Assigned task:
For this exercise, output the line containing "Target: black suit jacket" and all lines after it to the end of the records, exactly, with no other content.

Records contained in a dataset
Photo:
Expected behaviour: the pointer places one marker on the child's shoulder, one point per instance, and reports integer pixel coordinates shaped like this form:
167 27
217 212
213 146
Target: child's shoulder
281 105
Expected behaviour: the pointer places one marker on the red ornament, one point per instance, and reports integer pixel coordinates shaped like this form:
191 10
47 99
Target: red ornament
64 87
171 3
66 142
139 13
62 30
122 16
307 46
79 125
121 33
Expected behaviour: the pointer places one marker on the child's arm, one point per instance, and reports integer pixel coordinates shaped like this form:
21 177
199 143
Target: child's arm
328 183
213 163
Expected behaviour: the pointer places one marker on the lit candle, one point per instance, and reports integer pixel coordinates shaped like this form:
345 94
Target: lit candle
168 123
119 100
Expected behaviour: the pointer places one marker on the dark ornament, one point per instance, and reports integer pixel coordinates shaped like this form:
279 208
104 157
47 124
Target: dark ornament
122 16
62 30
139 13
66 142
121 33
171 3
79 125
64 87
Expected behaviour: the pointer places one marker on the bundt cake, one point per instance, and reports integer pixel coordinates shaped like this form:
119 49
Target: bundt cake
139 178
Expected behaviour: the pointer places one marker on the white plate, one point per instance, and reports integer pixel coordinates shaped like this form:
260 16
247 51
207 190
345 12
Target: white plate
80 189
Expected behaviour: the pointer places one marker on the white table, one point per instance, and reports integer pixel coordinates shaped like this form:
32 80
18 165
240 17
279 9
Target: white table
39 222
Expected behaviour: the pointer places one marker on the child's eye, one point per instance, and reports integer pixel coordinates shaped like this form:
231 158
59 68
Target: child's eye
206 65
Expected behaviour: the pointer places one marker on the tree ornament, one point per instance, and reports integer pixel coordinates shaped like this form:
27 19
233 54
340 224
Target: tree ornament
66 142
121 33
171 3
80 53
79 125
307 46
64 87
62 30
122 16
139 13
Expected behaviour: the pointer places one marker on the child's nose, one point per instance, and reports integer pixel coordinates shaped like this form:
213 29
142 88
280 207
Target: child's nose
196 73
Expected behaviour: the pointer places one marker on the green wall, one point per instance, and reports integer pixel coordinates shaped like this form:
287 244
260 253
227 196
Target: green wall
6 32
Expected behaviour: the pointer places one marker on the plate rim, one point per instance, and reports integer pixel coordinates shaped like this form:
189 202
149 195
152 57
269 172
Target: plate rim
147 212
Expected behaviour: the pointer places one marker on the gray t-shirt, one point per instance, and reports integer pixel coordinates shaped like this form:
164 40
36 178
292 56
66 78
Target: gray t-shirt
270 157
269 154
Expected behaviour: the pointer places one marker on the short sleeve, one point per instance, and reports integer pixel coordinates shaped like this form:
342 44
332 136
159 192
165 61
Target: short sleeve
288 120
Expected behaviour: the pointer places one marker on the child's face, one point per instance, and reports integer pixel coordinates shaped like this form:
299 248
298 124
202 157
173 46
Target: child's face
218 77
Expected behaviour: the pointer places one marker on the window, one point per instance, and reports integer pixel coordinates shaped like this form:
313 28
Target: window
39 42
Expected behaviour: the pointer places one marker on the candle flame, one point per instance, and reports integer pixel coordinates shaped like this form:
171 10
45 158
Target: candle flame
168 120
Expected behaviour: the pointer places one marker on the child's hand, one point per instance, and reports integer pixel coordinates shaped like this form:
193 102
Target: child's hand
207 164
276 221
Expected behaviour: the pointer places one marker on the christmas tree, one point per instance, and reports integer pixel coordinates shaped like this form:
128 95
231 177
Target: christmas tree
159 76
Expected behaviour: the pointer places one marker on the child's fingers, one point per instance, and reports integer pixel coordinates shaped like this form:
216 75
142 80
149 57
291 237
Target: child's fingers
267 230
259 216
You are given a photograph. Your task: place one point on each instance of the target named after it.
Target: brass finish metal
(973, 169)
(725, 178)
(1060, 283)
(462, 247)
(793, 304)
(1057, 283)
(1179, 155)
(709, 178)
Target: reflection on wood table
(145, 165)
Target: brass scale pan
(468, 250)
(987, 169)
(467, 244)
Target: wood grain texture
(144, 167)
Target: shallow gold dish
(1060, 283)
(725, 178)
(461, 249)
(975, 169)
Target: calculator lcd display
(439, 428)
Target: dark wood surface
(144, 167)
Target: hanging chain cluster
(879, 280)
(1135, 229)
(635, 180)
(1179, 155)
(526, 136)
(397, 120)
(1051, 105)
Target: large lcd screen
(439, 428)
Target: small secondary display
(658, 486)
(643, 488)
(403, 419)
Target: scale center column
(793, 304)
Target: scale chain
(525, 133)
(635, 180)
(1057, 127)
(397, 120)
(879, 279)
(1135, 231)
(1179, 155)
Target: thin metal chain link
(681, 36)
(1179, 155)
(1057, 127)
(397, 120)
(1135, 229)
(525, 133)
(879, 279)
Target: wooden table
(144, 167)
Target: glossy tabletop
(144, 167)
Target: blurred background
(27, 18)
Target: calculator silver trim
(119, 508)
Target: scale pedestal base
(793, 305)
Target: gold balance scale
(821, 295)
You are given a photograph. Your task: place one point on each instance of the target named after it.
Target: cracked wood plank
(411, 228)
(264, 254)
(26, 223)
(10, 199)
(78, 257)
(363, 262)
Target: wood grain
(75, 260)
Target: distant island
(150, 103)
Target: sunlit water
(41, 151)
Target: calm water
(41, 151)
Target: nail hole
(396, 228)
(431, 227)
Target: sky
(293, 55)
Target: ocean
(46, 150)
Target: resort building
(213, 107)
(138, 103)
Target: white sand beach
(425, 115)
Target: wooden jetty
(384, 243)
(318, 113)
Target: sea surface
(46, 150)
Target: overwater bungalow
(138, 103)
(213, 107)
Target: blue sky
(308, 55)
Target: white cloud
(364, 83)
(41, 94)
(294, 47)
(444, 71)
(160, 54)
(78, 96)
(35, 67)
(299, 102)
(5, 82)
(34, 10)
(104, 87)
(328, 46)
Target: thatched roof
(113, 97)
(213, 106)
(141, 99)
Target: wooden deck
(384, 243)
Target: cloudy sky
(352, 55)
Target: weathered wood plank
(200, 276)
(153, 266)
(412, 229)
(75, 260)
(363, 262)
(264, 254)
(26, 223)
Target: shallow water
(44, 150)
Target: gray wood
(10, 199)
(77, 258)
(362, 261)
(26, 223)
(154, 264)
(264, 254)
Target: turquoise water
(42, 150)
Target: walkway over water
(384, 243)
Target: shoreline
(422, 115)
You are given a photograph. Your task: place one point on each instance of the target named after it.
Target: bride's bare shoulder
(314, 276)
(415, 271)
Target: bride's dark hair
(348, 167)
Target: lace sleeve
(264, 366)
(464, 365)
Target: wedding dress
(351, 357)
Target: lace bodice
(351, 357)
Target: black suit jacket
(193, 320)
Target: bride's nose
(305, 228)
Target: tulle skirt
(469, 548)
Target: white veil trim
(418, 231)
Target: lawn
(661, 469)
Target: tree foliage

Exercise answer:
Target: black suit jacket
(193, 320)
Target: bride's nose
(305, 228)
Target: tulle skirt
(469, 548)
Target: white veil trim
(418, 231)
Target: lawn
(661, 469)
Target: tree foliage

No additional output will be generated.